---------- Texto para análise
86 - O programa deve ser elaborado com base em análises rigorosas, feitas por especialistas. Ele deve prever as etapas no tempo e no espaço. Deve reunir em um acordo fecundo os recursos naturais do sítio, a topografia do conjunto, os dados econômicos, as necessidades sociológicas, os valores espirituais.

A obra não será mais limitada ao plano precário do geômetra que projeta, à revelia dos subúrbios, os blocos de imóveis na poeira dos loteamentos. Ela será uma verdadeira criação biológica, compreendendo órgãos claramente definidos, capazes de desempenhar com perfeição suas funções essenciais. Os recursos do solo serão analisados e as limitações à quais ele se obriga, reconhecidas; a ambiência geral, estudada e os valores naturais, hierarquizados. Os grandes leitos de circulação serão confirmados e instalados no lugar adequado, e a natureza de seu equipamento fixada segundo o uso

para o qual serão destinados. Uma curva de crescimento exprimirá o futuro econômico previsto para cidade. Regras

invioláveis assegurarão aos habitantes o bem-estar da moradia, a facilidade do trabalho, o feliz emprego das horas livres. A alma das cidades será animada pela clareza do planejamento.
--------------------
---------- Informações fornecidas
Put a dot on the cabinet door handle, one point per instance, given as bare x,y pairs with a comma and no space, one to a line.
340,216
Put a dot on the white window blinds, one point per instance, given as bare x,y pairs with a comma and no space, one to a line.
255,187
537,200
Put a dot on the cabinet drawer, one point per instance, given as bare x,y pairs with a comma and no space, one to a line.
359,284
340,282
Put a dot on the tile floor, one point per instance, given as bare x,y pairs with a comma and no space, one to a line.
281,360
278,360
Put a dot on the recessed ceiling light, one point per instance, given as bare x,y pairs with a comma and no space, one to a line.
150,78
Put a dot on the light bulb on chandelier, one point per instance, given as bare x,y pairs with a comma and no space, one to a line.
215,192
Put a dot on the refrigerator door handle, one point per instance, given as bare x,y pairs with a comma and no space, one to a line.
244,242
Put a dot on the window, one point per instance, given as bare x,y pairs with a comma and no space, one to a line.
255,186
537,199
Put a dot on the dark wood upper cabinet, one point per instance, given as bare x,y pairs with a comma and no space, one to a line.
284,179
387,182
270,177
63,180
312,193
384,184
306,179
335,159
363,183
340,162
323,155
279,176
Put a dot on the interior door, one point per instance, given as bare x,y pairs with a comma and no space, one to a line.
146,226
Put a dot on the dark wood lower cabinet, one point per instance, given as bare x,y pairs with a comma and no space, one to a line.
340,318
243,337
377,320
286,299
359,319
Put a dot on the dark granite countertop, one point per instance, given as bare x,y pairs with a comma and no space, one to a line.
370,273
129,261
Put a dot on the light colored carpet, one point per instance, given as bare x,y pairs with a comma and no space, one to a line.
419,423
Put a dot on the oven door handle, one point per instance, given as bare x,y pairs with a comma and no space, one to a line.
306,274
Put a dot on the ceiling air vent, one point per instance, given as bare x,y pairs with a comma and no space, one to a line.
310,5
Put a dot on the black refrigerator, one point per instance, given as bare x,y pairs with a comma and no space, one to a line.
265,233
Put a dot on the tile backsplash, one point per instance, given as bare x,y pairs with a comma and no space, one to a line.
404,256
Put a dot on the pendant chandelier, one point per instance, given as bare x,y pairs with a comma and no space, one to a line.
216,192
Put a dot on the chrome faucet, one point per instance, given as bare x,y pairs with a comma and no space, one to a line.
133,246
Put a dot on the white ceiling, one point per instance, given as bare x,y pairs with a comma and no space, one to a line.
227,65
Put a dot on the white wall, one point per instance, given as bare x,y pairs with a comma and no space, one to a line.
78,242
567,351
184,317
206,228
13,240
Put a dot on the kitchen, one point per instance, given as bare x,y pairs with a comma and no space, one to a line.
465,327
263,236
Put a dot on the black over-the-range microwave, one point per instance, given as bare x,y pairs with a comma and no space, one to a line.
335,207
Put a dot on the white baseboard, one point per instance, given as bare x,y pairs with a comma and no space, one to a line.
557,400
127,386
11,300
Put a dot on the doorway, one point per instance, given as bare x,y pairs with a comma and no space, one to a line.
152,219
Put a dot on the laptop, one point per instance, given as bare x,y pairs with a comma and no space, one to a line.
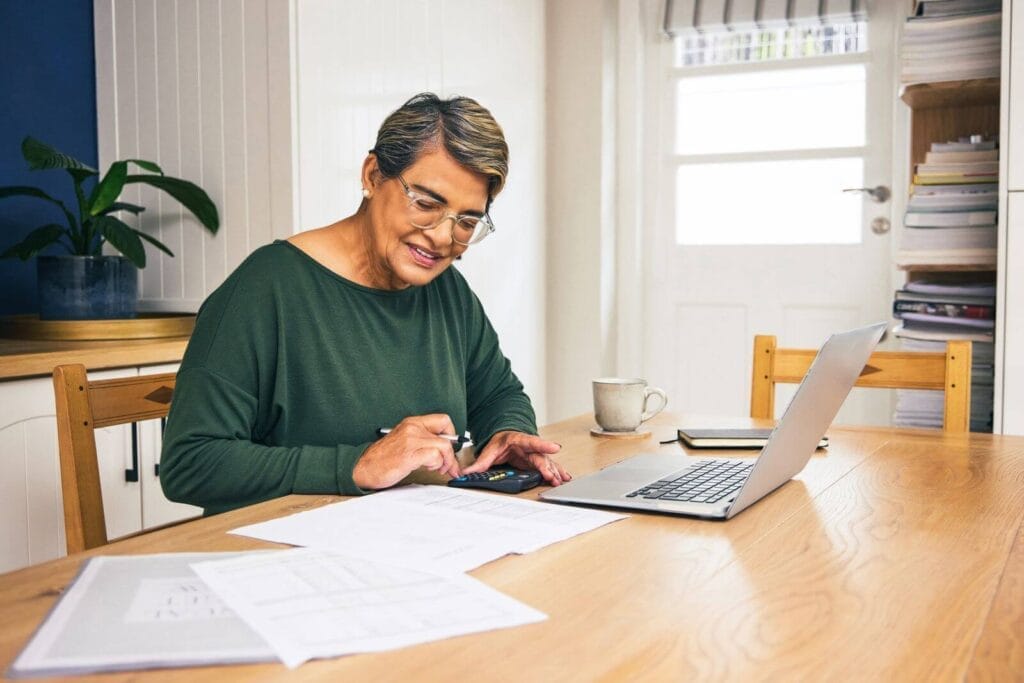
721,487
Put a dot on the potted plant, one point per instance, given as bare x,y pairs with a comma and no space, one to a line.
86,284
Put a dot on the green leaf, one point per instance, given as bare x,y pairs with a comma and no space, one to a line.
156,243
123,238
35,242
190,196
26,190
41,157
146,165
124,206
108,189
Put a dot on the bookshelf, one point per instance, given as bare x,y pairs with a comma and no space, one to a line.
940,113
949,111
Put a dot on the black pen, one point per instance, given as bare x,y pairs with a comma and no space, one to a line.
459,441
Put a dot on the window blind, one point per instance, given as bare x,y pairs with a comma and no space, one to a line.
688,17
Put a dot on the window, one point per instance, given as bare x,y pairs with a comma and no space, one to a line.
763,118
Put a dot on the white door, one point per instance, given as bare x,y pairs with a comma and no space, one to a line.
755,233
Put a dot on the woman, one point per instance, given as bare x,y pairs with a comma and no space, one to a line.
313,344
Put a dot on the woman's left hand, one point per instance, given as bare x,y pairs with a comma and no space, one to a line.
523,452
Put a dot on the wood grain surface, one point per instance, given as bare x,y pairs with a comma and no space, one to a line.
22,358
894,555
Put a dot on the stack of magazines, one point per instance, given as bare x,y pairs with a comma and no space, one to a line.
951,214
930,313
951,40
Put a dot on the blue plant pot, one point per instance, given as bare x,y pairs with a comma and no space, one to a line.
86,288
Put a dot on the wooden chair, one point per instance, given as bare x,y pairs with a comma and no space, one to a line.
949,372
82,407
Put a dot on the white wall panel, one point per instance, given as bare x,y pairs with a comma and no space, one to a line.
1013,358
189,85
711,360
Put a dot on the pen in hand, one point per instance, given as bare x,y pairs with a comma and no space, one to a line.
457,441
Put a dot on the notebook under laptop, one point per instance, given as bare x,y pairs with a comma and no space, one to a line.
721,487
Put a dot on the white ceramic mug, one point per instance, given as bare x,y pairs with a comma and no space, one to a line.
621,404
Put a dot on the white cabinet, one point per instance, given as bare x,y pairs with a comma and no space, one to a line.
157,510
1013,139
1010,330
31,508
1013,325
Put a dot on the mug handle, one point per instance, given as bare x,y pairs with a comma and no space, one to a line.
647,393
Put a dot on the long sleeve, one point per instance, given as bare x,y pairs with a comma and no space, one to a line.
210,458
495,395
292,369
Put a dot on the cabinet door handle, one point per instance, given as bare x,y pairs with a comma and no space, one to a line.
132,474
156,466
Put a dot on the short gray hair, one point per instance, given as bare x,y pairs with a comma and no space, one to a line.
467,130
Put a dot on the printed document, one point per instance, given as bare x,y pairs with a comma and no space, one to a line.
127,612
312,603
454,529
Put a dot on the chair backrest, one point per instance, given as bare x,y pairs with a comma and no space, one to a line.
82,407
949,372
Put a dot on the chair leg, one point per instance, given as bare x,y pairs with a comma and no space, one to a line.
762,384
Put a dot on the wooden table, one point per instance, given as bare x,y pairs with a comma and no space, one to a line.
897,555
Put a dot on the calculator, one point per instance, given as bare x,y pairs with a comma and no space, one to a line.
504,479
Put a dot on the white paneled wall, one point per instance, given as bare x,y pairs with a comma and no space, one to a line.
197,86
360,59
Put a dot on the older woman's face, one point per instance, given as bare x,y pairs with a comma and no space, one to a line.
407,255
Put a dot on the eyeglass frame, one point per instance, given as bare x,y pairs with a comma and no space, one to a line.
412,196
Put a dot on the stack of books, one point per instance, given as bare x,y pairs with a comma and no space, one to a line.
951,40
929,314
951,214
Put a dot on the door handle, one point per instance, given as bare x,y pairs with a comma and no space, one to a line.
879,194
132,474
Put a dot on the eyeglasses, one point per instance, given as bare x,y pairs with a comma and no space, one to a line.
427,213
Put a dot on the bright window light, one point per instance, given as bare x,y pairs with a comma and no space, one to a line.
769,203
796,109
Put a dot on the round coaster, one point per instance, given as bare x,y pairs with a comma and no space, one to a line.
640,433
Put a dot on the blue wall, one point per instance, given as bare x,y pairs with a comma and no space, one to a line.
47,90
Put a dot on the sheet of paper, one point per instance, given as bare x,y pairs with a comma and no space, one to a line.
313,603
125,612
451,528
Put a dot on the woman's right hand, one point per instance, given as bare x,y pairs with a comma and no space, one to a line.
412,444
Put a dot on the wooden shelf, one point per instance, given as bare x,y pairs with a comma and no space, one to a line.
942,267
952,93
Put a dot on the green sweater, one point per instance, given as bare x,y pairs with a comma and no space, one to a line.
291,370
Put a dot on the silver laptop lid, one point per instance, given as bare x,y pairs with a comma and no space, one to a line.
815,404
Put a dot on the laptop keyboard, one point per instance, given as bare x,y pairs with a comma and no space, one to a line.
707,481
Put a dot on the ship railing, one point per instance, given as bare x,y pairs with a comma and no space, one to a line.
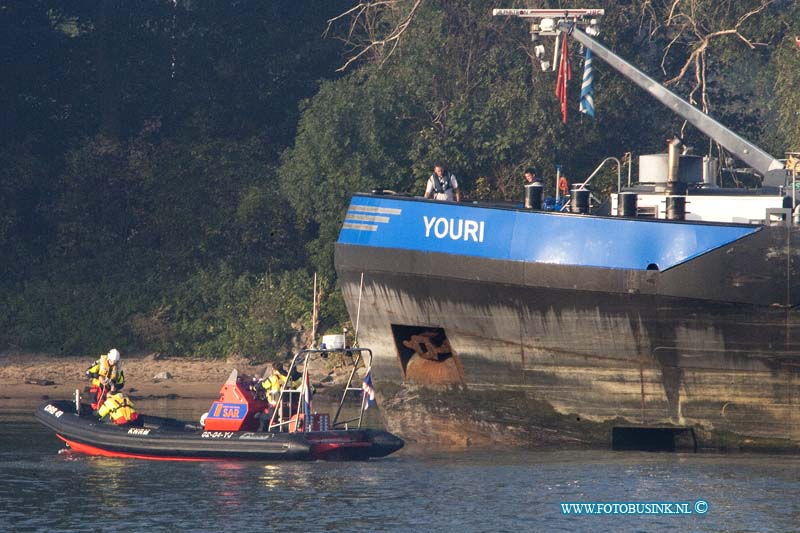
593,174
291,399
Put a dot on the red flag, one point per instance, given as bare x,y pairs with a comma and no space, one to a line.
564,75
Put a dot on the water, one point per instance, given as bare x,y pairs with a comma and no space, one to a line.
42,490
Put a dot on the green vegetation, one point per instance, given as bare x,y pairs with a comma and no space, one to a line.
172,174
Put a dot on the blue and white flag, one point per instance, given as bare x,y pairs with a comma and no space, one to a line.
587,86
369,392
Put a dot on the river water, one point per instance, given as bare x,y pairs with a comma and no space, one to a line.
44,490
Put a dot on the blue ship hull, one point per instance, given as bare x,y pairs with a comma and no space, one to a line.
645,322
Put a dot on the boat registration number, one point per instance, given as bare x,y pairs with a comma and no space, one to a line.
217,434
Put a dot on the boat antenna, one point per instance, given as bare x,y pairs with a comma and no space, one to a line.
358,311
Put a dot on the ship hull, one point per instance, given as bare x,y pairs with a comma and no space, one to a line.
712,342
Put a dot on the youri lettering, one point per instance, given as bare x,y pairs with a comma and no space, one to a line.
457,229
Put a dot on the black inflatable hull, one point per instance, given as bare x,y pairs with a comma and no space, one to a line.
169,439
--------------------
• _Lista de tarefas_:
#1 Devolva o trecho do texto sobre o planejamento das cidades que vai de "86 - O programa" até "os valores espirituais.", inclusive.
#2 Segundo o texto sobre o planejamento das cidades, o que exprimirá o futuro econômico previsto para a cidade?

• _Conjunto de respostas_:
#1
86 - O programa deve ser elaborado com base em análises rigorosas, feitas por especialistas. Ele deve prever as etapas no tempo e no espaço. Deve reunir em um acordo fecundo os recursos naturais do sítio, a topografia do conjunto, os dados econômicos, as necessidades sociológicas, os valores espirituais.

#2 Uma curva de crescimento.